Dataset entries:
----------

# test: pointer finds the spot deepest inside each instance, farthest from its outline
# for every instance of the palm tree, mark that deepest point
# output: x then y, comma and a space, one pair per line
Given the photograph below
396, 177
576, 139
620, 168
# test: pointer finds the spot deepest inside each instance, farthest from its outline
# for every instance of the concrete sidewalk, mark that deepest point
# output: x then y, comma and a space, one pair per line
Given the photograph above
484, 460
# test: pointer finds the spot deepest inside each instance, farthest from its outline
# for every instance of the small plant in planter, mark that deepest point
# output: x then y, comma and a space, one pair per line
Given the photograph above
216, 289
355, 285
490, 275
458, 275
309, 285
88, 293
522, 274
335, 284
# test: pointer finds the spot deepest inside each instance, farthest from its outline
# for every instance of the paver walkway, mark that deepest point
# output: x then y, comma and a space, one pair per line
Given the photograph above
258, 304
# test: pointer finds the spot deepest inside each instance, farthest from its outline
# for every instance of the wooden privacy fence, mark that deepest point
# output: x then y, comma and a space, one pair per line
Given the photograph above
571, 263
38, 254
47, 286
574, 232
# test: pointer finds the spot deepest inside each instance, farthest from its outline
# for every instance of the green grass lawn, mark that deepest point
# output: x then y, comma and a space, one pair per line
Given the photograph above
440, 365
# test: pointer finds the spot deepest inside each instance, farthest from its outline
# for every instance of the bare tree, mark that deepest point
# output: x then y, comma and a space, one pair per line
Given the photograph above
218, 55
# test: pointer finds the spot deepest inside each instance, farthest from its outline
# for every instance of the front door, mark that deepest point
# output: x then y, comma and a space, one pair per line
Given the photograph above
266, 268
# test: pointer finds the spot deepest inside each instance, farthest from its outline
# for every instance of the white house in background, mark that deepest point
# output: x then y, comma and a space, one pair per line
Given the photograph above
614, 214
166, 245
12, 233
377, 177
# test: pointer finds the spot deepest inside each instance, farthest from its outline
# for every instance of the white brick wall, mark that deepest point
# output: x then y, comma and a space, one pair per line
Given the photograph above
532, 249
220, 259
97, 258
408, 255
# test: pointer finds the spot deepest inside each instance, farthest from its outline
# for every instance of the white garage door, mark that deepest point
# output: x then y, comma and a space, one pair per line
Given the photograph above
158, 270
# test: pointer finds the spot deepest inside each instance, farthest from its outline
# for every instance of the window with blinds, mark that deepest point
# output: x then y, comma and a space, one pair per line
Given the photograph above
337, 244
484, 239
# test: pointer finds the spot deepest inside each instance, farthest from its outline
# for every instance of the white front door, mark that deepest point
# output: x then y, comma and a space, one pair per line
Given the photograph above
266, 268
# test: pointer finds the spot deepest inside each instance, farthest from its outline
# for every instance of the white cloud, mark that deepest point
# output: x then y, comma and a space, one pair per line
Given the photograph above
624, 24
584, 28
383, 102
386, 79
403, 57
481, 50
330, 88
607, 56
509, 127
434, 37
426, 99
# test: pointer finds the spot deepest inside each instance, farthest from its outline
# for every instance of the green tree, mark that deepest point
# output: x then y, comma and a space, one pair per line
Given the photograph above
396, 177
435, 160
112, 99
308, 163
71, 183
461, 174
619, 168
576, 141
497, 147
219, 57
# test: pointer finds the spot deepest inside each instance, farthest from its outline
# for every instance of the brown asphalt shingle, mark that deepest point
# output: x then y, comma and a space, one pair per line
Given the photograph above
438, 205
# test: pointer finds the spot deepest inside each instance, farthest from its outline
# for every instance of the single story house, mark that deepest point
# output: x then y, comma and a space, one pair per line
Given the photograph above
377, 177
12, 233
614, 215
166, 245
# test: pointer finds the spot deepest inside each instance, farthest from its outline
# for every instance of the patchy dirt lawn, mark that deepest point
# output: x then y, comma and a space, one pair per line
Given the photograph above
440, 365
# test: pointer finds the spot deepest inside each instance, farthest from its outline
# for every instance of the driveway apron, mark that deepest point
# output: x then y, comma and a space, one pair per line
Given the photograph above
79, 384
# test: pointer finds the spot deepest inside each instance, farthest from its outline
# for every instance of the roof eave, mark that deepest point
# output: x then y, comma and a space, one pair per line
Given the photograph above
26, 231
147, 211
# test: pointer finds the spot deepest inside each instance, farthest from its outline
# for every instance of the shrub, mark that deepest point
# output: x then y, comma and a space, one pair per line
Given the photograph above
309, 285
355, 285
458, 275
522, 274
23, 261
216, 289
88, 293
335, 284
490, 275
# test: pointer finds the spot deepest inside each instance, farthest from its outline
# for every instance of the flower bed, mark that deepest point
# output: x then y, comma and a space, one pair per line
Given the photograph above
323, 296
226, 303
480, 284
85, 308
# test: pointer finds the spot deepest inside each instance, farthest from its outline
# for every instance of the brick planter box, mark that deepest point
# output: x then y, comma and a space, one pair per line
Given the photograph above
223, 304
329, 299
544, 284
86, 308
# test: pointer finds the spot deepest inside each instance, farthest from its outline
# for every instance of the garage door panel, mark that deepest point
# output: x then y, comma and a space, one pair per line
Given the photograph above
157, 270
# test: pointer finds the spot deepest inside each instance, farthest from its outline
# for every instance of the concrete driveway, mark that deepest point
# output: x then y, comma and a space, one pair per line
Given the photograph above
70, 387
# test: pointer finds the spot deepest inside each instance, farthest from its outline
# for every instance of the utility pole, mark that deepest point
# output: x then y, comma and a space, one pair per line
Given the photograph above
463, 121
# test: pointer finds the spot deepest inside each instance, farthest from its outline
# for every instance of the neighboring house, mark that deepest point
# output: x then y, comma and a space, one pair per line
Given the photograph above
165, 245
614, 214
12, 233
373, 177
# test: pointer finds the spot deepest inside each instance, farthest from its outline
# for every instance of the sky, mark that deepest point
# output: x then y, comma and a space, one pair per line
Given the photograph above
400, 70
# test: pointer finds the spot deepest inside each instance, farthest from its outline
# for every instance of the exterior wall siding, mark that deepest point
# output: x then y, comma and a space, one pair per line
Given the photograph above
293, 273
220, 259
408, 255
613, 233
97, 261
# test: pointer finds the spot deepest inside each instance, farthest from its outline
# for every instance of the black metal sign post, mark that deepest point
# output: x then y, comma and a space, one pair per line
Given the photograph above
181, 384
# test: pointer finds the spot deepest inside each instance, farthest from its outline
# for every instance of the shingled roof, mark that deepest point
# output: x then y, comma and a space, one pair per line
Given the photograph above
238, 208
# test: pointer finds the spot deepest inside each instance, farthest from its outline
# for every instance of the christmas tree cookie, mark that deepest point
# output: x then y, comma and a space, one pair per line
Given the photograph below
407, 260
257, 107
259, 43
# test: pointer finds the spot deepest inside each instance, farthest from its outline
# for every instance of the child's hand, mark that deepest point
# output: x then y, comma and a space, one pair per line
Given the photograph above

----------

Directions for this task: Search the data above for the string "door" and copy each line that has it.

Written reply:
# for every instance of the front door, mark that deepest point
# for every instance of the white garage door, mark that deepest point
# for every instance of the white front door, mark that deepest point
# for every instance of the garage door panel, mark that deepest point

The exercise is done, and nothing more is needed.